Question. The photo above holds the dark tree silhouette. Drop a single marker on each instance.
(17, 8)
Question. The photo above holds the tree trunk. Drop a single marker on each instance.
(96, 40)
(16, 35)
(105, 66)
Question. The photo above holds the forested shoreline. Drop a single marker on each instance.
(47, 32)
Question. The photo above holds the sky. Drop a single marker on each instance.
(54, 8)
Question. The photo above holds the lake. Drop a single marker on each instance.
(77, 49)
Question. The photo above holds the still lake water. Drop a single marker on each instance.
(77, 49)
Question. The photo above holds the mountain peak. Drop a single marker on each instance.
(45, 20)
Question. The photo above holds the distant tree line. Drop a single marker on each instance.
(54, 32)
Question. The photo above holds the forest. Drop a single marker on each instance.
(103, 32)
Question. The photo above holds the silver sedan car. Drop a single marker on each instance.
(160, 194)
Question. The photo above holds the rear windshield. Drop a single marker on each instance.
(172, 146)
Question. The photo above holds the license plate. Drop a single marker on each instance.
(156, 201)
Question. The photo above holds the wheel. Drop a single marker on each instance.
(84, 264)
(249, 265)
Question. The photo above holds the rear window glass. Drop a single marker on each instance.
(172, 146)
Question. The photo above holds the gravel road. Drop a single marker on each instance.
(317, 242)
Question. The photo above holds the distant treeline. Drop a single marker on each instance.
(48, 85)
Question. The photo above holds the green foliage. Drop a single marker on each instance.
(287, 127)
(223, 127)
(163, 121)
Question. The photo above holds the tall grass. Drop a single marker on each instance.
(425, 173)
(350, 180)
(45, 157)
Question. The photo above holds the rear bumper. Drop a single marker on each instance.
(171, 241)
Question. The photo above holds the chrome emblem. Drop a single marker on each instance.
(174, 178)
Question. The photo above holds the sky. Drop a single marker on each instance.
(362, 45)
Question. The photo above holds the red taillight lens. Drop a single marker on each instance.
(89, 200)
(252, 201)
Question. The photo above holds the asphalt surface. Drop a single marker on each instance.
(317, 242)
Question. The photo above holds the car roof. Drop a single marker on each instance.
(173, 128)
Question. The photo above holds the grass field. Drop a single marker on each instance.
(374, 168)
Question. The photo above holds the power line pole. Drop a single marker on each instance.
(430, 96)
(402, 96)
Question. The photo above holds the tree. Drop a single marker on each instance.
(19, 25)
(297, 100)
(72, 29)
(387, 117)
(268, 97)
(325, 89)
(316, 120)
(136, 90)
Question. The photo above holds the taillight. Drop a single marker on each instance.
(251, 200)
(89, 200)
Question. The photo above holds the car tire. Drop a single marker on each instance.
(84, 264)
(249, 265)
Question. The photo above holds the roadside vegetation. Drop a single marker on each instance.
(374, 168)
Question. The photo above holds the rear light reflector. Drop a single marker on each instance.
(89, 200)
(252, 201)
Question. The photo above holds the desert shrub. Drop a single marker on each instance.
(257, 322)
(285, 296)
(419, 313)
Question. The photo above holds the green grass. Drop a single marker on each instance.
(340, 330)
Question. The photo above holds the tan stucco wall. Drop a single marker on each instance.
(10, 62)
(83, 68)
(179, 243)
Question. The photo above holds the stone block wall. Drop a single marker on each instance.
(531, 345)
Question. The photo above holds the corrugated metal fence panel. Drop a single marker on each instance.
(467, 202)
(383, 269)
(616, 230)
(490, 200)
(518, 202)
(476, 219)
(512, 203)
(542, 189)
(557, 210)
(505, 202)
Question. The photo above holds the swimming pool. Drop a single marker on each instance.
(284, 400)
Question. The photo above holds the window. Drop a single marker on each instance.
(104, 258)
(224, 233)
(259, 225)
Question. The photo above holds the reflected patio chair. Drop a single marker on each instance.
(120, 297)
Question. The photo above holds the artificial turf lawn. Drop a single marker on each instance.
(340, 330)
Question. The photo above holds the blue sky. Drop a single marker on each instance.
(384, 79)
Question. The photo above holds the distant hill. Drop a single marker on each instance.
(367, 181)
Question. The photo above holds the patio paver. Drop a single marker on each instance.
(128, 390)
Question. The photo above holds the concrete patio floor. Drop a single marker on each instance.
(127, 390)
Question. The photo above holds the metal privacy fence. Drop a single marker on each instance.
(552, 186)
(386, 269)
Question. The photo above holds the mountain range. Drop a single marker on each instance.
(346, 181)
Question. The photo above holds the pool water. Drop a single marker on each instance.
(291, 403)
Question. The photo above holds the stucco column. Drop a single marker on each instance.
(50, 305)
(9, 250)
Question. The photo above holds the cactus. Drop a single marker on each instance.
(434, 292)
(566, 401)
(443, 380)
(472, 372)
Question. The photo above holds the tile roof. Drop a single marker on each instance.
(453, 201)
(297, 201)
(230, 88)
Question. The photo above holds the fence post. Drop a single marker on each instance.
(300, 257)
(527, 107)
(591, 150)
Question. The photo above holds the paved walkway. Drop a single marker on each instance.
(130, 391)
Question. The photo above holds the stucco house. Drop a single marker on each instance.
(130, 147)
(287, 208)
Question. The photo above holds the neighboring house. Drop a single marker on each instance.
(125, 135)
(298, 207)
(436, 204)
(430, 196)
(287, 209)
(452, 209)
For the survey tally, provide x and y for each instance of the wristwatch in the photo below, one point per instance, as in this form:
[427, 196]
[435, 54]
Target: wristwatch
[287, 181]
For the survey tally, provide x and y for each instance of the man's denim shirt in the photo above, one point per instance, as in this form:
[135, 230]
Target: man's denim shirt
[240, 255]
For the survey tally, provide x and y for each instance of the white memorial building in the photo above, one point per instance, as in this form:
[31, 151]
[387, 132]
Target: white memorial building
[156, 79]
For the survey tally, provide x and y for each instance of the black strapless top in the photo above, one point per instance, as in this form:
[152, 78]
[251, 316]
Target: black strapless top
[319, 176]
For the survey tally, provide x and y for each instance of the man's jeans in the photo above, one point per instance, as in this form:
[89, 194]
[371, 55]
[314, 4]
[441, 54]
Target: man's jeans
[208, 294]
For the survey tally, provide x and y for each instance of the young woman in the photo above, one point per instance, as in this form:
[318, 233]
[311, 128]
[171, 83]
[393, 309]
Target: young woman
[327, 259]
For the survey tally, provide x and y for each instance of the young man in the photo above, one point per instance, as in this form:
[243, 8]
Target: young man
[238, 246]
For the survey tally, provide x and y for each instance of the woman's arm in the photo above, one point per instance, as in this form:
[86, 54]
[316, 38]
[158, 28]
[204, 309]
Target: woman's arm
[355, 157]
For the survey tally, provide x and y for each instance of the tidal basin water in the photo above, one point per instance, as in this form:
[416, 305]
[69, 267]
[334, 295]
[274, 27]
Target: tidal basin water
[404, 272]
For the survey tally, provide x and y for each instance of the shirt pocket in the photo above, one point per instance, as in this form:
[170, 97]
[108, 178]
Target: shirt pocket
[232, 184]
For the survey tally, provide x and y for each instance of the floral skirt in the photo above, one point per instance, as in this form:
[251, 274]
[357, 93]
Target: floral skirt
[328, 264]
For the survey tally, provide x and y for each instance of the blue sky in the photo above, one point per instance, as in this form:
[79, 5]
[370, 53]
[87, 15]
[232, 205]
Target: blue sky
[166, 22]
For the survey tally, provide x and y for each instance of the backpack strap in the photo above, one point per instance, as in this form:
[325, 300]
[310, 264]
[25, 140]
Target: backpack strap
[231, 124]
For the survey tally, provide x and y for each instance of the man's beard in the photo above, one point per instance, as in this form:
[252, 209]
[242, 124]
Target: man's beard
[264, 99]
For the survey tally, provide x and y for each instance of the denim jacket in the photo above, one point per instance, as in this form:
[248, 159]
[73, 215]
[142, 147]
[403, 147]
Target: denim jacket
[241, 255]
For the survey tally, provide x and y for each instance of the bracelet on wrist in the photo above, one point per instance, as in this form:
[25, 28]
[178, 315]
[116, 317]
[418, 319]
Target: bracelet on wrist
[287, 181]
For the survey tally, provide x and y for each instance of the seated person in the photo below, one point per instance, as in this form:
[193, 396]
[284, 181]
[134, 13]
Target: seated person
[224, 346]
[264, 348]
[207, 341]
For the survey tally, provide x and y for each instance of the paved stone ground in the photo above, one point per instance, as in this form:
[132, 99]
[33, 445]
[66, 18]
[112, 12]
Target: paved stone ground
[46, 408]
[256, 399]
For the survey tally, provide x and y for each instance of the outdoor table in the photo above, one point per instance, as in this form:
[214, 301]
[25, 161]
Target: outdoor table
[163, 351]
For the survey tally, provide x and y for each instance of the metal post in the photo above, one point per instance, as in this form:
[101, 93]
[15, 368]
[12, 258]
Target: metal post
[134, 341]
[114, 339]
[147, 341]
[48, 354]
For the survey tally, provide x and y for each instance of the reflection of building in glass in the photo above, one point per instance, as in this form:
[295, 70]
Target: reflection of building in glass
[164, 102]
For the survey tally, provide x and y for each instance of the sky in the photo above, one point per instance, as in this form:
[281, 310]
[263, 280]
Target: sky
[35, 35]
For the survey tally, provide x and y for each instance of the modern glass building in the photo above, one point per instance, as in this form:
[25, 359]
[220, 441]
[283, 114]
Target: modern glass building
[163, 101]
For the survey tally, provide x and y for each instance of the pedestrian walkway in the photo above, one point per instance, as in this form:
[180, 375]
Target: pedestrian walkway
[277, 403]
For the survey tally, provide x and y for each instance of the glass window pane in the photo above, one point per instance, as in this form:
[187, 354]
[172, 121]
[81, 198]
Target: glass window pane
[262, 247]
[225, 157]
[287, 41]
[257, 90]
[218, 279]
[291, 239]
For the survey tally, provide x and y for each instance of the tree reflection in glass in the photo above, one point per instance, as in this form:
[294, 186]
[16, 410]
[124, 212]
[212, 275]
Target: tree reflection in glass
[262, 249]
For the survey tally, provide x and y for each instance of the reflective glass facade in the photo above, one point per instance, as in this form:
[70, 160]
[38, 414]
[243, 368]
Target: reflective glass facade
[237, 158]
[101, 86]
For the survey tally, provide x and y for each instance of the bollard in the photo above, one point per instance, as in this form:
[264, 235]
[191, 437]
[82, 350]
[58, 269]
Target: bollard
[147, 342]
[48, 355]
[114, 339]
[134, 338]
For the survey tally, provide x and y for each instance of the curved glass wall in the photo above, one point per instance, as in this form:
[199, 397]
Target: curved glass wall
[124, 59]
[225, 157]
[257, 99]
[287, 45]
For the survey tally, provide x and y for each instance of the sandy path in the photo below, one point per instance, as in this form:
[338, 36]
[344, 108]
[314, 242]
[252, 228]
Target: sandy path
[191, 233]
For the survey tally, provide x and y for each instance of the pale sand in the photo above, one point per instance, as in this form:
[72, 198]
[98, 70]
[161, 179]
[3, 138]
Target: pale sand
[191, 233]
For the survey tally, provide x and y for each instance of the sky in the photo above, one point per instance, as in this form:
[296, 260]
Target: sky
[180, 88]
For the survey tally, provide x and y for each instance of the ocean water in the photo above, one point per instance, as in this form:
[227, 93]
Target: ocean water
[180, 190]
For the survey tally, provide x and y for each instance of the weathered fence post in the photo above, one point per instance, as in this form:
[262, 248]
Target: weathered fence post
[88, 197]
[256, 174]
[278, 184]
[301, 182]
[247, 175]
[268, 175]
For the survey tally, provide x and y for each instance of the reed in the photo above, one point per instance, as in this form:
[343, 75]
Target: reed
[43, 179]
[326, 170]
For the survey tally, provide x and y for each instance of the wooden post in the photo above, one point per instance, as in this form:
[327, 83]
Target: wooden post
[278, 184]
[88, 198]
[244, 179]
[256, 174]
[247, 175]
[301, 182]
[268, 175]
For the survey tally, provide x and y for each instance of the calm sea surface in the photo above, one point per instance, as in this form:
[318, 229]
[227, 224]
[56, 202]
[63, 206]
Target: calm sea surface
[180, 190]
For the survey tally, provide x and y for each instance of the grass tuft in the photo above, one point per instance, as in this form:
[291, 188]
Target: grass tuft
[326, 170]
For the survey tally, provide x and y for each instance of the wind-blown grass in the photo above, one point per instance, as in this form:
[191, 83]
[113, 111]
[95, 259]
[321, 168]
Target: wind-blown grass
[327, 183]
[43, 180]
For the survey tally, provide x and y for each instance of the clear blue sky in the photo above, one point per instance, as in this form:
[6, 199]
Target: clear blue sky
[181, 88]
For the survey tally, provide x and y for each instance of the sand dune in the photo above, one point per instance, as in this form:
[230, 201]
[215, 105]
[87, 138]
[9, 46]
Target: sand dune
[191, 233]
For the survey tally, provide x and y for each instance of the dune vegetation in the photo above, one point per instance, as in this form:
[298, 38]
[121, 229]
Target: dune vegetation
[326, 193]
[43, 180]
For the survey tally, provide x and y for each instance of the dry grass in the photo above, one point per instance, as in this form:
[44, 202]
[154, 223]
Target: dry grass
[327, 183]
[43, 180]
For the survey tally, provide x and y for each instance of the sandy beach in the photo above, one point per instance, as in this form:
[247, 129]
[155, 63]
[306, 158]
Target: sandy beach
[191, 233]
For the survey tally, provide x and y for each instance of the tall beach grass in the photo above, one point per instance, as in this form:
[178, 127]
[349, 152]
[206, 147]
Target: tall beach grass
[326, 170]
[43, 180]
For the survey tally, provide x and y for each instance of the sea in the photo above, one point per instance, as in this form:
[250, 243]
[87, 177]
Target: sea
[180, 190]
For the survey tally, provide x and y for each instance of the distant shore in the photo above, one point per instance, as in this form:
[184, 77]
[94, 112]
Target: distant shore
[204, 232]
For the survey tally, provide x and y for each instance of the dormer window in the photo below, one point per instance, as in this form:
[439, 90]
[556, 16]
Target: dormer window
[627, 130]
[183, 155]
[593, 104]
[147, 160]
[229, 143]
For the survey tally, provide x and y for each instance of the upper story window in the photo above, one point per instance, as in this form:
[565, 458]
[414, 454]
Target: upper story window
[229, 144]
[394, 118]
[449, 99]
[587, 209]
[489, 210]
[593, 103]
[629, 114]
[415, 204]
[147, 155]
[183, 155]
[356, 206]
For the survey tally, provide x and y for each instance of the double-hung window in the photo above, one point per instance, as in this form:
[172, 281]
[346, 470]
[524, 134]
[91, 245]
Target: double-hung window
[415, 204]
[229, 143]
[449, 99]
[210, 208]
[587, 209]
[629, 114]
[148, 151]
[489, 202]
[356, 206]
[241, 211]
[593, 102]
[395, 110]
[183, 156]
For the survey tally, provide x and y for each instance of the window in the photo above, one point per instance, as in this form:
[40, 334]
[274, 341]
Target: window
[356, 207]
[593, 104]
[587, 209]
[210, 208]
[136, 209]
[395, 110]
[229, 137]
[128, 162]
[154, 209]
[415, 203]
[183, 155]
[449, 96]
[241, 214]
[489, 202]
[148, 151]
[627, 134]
────────────────────
== The problem ==
In the listing above, find the line containing "of the window" and please quote exactly that line through the last one, and no other lines.

== In response ==
For the survey tally, provide x and y for each instance of the window in the photo above, one point per instance, as in this form:
[40, 334]
[274, 341]
Target: window
[356, 207]
[593, 104]
[587, 209]
[210, 208]
[136, 209]
[395, 110]
[229, 137]
[128, 162]
[154, 209]
[415, 203]
[183, 155]
[449, 96]
[241, 214]
[489, 202]
[148, 151]
[627, 134]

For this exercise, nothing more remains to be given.